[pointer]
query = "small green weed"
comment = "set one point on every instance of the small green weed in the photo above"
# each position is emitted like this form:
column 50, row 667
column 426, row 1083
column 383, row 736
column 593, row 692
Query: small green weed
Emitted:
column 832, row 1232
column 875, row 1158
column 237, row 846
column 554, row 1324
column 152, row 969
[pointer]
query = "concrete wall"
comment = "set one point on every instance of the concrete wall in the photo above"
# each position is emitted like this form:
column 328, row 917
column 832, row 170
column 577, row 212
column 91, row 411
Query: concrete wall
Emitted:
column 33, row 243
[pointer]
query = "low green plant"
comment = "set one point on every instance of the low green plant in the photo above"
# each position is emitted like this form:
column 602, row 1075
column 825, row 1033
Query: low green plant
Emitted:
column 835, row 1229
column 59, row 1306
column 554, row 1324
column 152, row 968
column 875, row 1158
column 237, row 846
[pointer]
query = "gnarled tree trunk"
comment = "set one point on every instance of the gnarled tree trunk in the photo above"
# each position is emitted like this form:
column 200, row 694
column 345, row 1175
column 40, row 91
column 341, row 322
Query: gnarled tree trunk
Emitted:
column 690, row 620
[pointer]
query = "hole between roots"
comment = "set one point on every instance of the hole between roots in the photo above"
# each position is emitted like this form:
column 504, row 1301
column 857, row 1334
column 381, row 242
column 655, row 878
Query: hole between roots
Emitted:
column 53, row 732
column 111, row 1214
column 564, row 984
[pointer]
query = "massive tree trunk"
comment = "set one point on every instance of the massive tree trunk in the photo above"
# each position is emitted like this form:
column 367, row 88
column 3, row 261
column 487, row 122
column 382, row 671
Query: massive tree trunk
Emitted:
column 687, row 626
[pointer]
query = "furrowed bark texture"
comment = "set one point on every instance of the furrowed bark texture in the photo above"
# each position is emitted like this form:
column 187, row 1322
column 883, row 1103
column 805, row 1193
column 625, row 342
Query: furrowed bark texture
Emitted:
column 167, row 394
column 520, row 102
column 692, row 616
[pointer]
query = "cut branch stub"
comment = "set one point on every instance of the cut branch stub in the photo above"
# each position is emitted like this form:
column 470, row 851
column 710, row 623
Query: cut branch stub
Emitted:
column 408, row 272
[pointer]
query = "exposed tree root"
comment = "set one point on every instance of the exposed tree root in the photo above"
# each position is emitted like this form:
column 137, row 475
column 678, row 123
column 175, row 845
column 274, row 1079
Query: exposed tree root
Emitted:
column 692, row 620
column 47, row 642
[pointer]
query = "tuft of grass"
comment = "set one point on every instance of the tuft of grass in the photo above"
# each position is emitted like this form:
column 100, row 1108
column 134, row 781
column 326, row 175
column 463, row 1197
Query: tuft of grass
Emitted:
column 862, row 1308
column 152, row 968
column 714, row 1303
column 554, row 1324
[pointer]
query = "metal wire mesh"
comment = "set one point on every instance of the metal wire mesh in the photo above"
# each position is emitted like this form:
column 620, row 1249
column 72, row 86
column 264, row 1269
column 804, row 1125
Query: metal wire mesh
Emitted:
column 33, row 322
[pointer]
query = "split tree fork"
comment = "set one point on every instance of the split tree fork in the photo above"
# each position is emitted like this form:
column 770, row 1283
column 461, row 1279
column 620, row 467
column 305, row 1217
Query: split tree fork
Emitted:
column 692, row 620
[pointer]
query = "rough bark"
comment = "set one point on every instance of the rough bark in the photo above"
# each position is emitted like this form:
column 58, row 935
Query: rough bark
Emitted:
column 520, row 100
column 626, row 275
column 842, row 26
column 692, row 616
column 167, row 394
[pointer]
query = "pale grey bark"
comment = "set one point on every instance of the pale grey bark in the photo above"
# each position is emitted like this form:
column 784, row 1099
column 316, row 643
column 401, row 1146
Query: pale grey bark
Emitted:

- HOW TO COMPLETE THIS TASK
Set the whole listing down again, unchanged.

- RESULT FOR THIS TASK
[pointer]
query = "small green weed"
comment = "set one point on every instance of the small green weed in the photo above"
# each position is emitted like this form:
column 50, row 667
column 426, row 1083
column 383, row 736
column 593, row 692
Query: small green weed
Emitted:
column 832, row 1232
column 875, row 1158
column 237, row 846
column 554, row 1324
column 152, row 969
[pointer]
query = "concrete wall"
comment = "set one point on every instance of the concrete wall in the photo above"
# each position is emitted like this form:
column 328, row 917
column 832, row 170
column 577, row 212
column 91, row 411
Query: concrete wall
Emitted:
column 33, row 243
[pointer]
query = "low green plant"
comment = "set one point on every instance of the low green plant in the photo above"
# each position is emitted like this form:
column 602, row 1075
column 825, row 1033
Query: low green plant
Emitted:
column 835, row 1229
column 59, row 1306
column 554, row 1324
column 152, row 968
column 875, row 1158
column 237, row 846
[pointer]
query = "gnarled tree trunk"
comment = "set one point on every instance of the gnarled tree trunk in the photo above"
# each position is emitted like this form:
column 200, row 694
column 345, row 1175
column 40, row 91
column 341, row 322
Query: gnarled tree trunk
Emitted:
column 690, row 620
[pointer]
query = "hole between roots"
comment = "set one point on every instance of the hole between roots in the photo above"
# each position is emitted like this form:
column 504, row 1301
column 857, row 1334
column 381, row 242
column 655, row 878
Query: hole between roots
Emitted:
column 53, row 732
column 111, row 1214
column 564, row 984
[pointer]
query = "massive tree trunk"
comment = "set one point on every instance of the massive tree trunk in the photo above"
# each position is emitted like this form:
column 367, row 88
column 3, row 261
column 487, row 122
column 382, row 671
Query: massive tree trunk
Emitted:
column 687, row 626
[pointer]
query = "furrowed bark texture"
comment = "set one point on every instance of the furrowed bark texture in the photo above"
# each position is emitted like this form:
column 187, row 1322
column 883, row 1103
column 805, row 1193
column 625, row 342
Query: furrowed bark texture
Emitted:
column 167, row 394
column 520, row 102
column 692, row 616
[pointer]
query = "cut branch stub"
comment = "set one point on every instance of the cut branch stub in the photo above"
# each position is emitted like this form:
column 470, row 851
column 710, row 623
Query: cut branch stub
Emitted:
column 408, row 272
[pointer]
query = "exposed tree root"
comment = "set one point on every instance of the exposed tree root in the photo above"
# each position is emitted like this form:
column 137, row 475
column 678, row 123
column 175, row 845
column 274, row 1079
Query: exposed tree root
Emitted:
column 692, row 620
column 47, row 642
[pointer]
query = "tuft of grass"
comment = "set one point on every instance of the tuft of grass in the photo above"
# each position is emitted like this form:
column 100, row 1108
column 134, row 781
column 326, row 175
column 463, row 1197
Query: tuft of grass
Emitted:
column 862, row 1308
column 152, row 968
column 714, row 1303
column 554, row 1324
[pointer]
query = "metal wire mesh"
comment = "set one point on every instance of the metal wire mesh in the photo above"
# each position is emitted like this form:
column 620, row 1249
column 72, row 86
column 264, row 1269
column 804, row 1125
Query: metal wire mesh
Emitted:
column 33, row 322
[pointer]
query = "split tree fork"
comment = "set one point on every instance of the split tree fork in the photo above"
# each position is emitted like this form:
column 770, row 1283
column 461, row 1279
column 620, row 467
column 305, row 1217
Query: split tree fork
Emitted:
column 692, row 620
[pointer]
query = "rough bark"
comment = "set one point on every instance of the rough bark in the photo above"
# each position is emitted like this form:
column 58, row 935
Query: rough bark
Emitted:
column 520, row 100
column 626, row 275
column 842, row 26
column 692, row 616
column 167, row 394
[pointer]
query = "pale grey bark"
comment = "set one point on every instance of the pale grey bark in the photo above"
# each position is emitted like this form:
column 784, row 1099
column 316, row 643
column 401, row 1146
Query: pale grey bark
Emitted:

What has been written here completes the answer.